_Dataset entries_
────

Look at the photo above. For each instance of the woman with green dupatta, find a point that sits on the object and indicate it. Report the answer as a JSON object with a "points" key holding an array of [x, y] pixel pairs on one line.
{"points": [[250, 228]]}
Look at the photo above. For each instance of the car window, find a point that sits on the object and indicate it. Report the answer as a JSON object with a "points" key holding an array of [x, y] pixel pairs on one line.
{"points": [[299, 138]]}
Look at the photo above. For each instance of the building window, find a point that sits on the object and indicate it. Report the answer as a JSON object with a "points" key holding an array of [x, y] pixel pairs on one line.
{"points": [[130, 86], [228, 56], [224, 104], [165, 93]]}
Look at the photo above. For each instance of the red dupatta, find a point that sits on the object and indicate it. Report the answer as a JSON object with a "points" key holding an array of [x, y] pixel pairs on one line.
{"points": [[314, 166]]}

────

_Written task_
Lay out the stretch of the data from the line containing "Look at the photo above. For each instance of the red" through the end of the data as a numbered list, leaving out any blank lines.

_Response for this exercise_
1. Look at the photo above. For each instance of the red dupatta, find a point that sits on the object and indicate it. Report the answer as a JSON object with a "points" key holding an array of [x, y] pixel pairs on one line.
2. {"points": [[314, 166]]}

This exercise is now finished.